Posted by: Bob Trenkamp | February 02, 2009 at 08:52 AM
Spare that new-fangled astrology(Ha! not even 3000 years old!)! If I want to know the future, just give me a good old fashioned sheep's liver!
Posted by: Helena Constantine | February 02, 2009 at 08:55 AM
As was once stated by one more insightful than me," A friend is someone who knows all about you, but likes you anyway,,,".
When beset by foolishness, I usually respond, "I'm an agnostic/mystic, rational/materialist. To me, ALL human religion is a scam and by its very nature(dogmatic/authoritarian) is in error. If you really want to know truth about reality, you must risk everything, put your life, sacred honor and bank account on the line. Then, if you survive, you may begin to understand. Or, you can accept what some money grubbing dufus has to sell. Your choice,,,".
This usually has them shaking their heads, wandering off to bother someone else.
GAry 7
Posted by: GAry 7 | February 02, 2009 at 08:59 AM
Truly apropos: In case you've missed it, see "Storm" by Tim Minchin
http://www.youtube.com/watch?v=ujUQn0HhGEk
Posted by: Dan Klarmann | February 02, 2009 at 09:14 AM
I have ~got~ to find the spooky-pants section at my local library.
Lots of people have the true believerism, some cases are just easier to spot than others...
A musician friend of mine was convinced that purchasing a used musical instrument from a skilled musician is worth a premium. Especially if they played it for a looong time. Not because the professional has good judgment regarding the choice of a well-made instrument. Oh no. Because their playing of it changed its fundamental nature over time and made it better in tune! The guy is a professional trombonist and a well-educated one at that, but could not be convinced that his musical heroes are incapable of blowing enough hot air re-arrange brass at the molecular level.

(Saved entries)
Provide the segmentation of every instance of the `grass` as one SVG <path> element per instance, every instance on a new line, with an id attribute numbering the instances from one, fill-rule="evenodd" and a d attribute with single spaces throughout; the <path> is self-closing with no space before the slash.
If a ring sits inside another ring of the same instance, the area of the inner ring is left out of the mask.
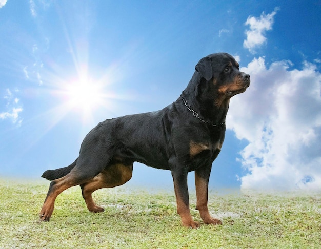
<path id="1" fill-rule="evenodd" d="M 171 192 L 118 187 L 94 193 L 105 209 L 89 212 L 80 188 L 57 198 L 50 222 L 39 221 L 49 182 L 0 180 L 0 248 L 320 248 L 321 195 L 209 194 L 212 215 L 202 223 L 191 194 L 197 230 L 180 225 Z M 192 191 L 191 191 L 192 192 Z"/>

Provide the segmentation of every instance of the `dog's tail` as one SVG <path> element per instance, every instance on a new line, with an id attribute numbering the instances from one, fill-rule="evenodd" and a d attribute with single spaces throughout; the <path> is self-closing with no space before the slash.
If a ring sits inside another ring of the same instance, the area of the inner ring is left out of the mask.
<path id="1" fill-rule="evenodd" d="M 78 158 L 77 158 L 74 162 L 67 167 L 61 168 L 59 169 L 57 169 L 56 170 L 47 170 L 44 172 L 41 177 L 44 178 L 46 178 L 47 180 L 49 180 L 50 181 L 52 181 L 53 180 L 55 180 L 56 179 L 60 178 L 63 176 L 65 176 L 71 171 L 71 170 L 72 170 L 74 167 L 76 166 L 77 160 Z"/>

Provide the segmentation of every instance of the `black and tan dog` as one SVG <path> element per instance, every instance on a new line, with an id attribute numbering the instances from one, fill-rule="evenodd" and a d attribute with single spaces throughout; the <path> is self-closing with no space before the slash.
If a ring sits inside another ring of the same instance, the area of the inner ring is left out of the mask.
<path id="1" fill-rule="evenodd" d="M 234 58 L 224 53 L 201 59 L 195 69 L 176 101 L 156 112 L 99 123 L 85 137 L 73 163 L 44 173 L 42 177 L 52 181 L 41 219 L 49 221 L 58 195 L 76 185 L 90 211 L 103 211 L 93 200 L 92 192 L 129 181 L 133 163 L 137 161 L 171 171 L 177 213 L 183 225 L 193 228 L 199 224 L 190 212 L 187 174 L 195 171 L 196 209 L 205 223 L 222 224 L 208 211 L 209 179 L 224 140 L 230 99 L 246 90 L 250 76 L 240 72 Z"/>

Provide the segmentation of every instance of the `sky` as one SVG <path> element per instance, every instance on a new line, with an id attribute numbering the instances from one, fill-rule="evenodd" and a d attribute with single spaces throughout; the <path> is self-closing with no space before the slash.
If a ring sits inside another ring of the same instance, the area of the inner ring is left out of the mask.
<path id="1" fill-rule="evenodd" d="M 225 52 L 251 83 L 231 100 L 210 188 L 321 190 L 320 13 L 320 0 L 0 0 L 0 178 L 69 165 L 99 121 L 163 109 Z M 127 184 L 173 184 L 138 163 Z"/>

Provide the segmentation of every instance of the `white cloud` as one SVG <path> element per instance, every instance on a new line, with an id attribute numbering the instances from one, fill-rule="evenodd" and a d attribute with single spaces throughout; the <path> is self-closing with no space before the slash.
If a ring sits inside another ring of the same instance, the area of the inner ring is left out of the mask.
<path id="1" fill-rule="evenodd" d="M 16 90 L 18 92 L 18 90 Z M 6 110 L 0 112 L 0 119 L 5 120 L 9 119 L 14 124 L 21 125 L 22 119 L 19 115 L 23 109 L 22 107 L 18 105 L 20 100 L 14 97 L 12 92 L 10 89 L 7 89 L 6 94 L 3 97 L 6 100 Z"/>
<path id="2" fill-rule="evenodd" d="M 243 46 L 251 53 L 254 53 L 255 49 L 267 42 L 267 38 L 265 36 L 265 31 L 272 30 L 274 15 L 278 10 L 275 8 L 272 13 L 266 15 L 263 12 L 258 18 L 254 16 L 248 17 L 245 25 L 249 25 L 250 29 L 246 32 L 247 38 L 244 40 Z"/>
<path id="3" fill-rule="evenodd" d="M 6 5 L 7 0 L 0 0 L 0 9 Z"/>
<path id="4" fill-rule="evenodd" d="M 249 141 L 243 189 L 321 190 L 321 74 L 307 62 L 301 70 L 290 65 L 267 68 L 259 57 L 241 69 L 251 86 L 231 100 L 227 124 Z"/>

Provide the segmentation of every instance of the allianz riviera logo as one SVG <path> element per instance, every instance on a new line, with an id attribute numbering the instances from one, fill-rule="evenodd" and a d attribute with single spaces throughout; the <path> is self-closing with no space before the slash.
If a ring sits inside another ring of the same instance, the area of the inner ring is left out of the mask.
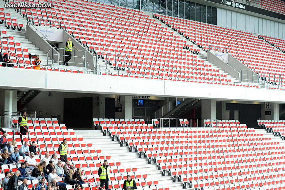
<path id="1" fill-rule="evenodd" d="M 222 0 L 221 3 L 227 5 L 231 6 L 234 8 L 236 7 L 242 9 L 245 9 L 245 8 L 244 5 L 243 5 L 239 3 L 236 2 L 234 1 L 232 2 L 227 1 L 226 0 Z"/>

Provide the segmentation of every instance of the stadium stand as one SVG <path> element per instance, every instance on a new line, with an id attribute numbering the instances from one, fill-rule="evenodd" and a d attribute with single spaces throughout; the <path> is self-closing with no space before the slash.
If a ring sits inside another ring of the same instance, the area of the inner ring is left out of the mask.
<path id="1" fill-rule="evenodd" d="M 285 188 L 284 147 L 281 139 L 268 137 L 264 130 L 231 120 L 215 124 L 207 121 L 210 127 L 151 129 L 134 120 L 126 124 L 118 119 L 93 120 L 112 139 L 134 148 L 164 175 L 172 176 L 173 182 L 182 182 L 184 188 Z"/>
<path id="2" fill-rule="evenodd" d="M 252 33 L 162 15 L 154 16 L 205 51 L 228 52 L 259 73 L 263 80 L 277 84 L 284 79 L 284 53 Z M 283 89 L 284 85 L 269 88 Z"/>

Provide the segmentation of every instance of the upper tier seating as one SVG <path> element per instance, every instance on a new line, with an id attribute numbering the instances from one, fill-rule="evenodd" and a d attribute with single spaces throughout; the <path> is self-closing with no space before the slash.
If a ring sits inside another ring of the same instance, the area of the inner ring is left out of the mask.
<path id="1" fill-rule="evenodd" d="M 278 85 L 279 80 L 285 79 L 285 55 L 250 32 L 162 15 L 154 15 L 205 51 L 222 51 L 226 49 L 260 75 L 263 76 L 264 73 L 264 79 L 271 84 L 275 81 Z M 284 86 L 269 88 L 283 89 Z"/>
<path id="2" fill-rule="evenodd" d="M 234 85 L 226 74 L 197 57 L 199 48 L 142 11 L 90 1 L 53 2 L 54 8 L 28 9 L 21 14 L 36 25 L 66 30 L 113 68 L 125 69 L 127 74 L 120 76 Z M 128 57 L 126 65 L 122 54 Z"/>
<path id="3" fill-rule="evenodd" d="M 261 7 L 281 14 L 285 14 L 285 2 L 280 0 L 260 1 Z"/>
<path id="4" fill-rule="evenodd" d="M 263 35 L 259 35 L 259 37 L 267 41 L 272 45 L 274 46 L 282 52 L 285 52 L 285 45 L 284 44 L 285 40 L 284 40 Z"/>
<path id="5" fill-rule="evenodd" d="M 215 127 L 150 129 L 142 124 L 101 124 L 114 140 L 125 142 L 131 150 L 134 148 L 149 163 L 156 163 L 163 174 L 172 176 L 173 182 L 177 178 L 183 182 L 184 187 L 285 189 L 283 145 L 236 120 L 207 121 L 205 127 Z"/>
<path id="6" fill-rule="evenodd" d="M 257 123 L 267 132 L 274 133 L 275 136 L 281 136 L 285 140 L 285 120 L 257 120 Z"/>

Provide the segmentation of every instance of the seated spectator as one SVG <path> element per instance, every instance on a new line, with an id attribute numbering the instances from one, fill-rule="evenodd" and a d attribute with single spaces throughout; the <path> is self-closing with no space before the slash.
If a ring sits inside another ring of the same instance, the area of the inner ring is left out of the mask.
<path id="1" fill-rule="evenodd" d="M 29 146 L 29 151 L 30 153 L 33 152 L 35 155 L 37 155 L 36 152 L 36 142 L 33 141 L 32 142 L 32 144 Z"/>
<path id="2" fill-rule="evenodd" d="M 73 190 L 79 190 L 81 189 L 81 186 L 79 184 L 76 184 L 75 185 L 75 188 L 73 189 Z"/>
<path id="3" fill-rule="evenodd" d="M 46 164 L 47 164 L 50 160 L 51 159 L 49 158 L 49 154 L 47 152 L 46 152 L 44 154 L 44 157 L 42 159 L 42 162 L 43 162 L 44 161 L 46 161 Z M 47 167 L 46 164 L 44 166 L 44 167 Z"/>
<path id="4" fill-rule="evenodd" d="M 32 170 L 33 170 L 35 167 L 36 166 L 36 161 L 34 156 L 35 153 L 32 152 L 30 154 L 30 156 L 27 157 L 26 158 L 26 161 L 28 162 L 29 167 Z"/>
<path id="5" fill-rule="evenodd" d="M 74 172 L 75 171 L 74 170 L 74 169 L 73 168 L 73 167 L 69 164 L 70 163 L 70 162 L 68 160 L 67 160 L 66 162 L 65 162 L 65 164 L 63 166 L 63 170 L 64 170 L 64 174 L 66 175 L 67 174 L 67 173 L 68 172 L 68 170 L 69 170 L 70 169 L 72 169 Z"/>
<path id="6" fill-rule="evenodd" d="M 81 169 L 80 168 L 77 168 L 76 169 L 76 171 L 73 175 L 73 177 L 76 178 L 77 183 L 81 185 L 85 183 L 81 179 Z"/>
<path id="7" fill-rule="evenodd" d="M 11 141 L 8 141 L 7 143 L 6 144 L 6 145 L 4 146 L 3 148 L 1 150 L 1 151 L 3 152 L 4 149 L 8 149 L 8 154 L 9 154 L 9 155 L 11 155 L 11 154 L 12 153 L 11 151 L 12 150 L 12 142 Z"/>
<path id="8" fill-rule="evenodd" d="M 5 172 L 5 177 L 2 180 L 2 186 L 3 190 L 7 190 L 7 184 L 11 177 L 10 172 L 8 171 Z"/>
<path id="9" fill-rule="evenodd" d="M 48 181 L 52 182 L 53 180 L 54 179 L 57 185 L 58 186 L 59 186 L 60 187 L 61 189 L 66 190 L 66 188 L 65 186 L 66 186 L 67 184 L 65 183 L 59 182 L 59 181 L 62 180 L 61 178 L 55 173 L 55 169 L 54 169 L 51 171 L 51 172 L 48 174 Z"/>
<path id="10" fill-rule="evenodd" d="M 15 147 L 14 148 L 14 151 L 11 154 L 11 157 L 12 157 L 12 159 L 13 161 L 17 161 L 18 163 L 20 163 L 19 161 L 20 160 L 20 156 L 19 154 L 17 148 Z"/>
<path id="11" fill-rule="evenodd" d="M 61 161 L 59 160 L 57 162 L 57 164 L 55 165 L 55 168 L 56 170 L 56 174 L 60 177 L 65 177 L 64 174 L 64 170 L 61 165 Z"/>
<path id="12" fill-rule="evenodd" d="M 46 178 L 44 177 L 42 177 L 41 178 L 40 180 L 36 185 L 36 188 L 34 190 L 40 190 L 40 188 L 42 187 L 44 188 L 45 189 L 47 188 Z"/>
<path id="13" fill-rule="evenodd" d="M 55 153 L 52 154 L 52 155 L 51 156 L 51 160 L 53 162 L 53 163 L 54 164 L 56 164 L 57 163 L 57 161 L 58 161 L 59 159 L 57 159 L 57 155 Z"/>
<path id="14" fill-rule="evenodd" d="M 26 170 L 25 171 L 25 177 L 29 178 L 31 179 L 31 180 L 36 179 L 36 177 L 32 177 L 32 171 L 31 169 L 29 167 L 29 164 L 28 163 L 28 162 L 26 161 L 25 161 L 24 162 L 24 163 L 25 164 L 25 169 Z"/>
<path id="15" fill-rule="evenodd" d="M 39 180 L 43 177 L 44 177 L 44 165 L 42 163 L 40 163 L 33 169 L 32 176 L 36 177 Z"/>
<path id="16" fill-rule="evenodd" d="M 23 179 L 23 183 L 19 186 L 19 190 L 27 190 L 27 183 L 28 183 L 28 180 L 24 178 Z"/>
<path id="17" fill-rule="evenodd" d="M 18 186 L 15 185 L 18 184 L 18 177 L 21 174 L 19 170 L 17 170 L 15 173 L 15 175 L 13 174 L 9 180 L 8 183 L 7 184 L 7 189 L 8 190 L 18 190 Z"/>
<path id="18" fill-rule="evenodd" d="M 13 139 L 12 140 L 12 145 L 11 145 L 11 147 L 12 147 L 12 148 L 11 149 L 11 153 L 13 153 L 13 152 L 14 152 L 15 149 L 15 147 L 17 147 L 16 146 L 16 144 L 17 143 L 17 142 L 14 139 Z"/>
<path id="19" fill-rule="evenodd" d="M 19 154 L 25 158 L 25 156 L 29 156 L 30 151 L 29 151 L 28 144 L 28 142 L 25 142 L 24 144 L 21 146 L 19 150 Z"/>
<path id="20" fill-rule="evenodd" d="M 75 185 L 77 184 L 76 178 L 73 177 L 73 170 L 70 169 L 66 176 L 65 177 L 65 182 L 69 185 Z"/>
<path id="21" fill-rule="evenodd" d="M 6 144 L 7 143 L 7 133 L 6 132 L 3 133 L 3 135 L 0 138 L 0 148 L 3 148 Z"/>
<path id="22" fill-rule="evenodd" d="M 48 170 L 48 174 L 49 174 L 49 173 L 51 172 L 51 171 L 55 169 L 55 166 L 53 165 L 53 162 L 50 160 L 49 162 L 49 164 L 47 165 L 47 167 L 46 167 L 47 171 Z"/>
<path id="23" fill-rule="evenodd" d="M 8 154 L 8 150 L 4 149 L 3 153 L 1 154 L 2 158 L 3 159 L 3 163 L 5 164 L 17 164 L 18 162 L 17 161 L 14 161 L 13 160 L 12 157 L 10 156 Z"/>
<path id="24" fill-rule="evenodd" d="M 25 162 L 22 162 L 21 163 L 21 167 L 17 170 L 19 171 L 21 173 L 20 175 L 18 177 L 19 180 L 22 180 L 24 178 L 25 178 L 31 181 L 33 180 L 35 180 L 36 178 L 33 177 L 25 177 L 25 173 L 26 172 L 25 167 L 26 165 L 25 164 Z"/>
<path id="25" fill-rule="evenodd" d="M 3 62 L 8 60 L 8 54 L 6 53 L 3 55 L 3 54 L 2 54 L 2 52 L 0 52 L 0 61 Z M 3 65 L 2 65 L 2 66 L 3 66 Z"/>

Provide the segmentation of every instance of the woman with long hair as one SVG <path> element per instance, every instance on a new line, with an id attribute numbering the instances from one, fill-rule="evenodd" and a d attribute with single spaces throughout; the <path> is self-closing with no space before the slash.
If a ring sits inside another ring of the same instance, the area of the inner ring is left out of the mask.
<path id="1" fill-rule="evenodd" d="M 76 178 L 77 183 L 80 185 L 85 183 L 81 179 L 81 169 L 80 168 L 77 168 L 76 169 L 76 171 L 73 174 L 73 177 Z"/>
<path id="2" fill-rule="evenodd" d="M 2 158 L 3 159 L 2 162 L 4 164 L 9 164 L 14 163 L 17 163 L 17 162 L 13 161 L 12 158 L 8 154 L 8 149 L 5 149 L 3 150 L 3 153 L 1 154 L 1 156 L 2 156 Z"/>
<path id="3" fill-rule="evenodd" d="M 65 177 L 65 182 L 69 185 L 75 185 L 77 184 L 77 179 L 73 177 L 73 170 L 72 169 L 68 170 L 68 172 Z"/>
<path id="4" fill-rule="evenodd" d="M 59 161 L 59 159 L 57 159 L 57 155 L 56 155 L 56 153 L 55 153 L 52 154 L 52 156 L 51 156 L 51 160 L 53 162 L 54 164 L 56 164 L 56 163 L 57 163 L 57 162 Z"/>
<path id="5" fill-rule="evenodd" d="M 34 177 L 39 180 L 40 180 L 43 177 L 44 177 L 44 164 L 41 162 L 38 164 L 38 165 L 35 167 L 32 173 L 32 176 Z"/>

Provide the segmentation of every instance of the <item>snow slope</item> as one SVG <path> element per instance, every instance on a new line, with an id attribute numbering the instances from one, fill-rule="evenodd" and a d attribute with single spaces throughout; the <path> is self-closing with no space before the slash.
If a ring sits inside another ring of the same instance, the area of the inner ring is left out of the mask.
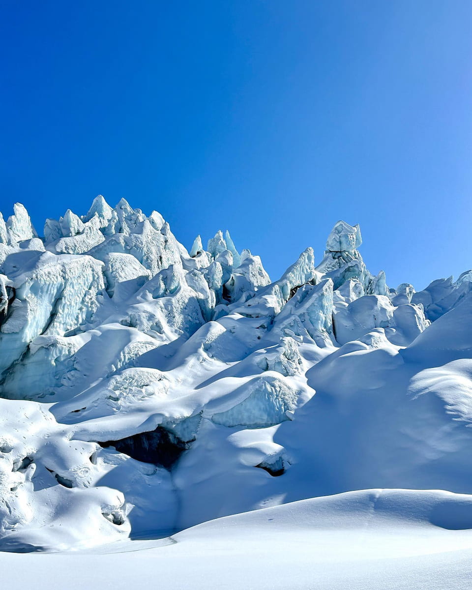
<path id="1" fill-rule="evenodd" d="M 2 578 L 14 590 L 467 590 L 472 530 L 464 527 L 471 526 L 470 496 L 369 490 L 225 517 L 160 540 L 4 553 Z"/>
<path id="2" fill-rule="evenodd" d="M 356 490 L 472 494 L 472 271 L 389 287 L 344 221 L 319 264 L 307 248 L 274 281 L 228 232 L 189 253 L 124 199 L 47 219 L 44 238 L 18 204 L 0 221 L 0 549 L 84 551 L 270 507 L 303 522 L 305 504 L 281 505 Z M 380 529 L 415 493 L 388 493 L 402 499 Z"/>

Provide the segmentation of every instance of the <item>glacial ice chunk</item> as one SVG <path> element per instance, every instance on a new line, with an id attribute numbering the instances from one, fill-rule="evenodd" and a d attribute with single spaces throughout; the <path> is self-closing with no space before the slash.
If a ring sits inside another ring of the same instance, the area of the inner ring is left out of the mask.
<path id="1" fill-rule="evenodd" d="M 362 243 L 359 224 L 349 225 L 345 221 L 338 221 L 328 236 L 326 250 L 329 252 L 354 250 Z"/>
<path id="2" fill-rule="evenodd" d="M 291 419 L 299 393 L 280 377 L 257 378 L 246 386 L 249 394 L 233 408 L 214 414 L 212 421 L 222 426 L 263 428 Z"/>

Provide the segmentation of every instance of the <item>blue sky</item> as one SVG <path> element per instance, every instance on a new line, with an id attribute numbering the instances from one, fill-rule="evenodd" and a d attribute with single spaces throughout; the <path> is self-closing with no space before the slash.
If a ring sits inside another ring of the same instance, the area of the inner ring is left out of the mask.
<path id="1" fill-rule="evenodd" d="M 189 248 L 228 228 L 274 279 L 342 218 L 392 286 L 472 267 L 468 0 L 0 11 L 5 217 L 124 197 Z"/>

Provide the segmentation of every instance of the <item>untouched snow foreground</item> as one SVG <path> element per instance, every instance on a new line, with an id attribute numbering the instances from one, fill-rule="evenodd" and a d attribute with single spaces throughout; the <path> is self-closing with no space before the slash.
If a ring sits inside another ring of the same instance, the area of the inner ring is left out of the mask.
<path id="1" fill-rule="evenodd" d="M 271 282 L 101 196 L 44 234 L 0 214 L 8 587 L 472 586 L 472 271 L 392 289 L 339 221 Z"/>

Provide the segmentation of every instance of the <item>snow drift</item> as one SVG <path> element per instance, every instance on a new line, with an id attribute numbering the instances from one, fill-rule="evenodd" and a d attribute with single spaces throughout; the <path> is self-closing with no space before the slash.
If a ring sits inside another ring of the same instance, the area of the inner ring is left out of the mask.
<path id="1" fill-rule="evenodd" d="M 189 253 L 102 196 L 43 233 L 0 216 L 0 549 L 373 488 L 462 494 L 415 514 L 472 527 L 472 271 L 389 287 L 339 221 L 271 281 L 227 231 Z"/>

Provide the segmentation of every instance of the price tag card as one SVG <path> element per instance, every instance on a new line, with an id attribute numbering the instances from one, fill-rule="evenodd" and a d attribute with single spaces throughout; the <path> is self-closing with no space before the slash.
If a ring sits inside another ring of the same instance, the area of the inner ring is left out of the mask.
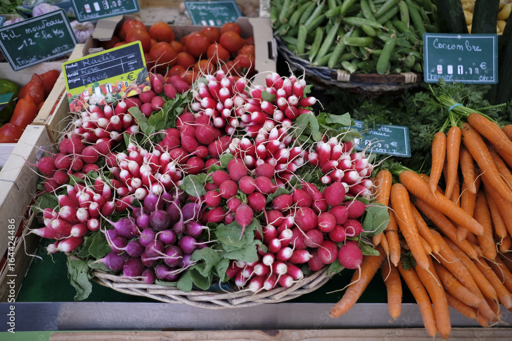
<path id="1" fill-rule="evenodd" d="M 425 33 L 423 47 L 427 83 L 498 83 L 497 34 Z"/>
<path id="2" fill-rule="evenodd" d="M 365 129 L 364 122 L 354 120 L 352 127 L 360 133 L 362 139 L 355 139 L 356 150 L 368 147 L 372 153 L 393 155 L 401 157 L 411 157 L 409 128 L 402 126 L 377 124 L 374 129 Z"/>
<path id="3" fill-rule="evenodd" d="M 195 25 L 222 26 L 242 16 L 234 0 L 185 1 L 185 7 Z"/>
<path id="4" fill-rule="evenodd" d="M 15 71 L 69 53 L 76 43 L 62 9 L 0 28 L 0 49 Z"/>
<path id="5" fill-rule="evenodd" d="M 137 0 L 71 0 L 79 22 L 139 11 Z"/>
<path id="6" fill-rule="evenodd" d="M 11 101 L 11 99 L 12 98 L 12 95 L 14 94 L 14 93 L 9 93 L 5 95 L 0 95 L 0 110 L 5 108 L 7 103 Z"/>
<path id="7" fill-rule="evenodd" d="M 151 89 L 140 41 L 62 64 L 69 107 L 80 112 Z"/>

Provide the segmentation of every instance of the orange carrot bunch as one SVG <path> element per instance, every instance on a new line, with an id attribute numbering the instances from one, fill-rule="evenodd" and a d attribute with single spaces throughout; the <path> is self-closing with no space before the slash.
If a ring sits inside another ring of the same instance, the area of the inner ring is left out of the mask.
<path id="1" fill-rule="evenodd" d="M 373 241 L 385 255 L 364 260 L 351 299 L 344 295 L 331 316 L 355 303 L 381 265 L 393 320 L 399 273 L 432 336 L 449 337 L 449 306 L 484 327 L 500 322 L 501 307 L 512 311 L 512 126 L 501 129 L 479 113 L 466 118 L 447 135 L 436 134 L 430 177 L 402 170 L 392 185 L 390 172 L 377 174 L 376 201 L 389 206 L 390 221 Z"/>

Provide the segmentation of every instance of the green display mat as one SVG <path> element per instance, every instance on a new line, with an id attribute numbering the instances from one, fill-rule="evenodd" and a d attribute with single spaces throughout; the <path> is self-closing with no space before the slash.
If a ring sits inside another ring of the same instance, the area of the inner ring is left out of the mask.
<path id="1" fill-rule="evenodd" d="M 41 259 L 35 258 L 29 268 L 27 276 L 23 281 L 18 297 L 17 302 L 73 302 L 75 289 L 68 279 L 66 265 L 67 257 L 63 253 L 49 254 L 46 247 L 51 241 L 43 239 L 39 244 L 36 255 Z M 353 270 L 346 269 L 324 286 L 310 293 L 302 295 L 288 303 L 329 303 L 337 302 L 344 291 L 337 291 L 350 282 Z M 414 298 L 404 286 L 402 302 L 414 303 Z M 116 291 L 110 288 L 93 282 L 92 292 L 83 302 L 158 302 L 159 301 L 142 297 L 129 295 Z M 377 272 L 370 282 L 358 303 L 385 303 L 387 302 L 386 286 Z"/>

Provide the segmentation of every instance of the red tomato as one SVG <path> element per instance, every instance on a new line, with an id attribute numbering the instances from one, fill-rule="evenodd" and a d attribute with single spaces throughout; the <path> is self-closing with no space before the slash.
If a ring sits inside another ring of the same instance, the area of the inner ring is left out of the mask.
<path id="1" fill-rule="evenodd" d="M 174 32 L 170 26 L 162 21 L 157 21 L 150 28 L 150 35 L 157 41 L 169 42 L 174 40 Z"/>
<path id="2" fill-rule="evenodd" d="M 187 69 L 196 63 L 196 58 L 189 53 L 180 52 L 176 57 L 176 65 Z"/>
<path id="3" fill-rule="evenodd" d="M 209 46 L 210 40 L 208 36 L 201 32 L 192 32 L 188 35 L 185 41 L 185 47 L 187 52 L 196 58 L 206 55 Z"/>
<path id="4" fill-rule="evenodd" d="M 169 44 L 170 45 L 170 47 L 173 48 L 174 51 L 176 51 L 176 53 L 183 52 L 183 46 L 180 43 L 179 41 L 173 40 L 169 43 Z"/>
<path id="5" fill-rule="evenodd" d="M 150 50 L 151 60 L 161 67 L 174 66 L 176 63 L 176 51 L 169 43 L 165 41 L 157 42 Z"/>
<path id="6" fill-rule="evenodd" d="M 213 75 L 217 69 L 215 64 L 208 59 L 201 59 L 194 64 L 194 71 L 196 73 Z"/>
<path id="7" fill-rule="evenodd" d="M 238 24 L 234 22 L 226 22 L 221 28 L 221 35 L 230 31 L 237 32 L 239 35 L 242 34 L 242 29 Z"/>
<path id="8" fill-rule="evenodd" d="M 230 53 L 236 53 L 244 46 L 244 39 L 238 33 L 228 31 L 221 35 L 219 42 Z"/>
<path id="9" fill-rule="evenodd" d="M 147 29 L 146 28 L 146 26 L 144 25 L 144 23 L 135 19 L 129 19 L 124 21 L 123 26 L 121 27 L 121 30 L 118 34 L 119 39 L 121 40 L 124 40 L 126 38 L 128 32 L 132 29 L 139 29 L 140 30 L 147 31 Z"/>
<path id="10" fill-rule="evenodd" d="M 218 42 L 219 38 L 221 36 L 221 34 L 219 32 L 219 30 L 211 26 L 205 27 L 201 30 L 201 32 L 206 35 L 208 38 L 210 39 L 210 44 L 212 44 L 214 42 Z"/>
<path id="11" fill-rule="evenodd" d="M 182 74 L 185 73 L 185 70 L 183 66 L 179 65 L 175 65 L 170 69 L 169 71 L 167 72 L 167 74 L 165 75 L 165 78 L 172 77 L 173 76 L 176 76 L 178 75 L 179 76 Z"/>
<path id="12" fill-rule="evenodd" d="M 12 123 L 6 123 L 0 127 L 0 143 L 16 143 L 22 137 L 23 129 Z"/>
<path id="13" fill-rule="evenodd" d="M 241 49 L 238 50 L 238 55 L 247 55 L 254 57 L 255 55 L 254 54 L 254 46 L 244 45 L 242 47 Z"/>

*Aim of the exercise:* Summarize the comment thread in three sentences.

*Exercise result:* The comment thread opens with a joking preference for reading the future in a sheep's liver rather than in astrology. Another commenter says that, when beset by foolishness, the usual response is to call all human religion a scam and to insist that knowing the truth about reality requires risking everything. Later comments recommend "Storm" by Tim Minchin and describe a well-educated professional trombonist who believed that a skilled musician's long playing of a used instrument changes its fundamental nature and makes it better in tune.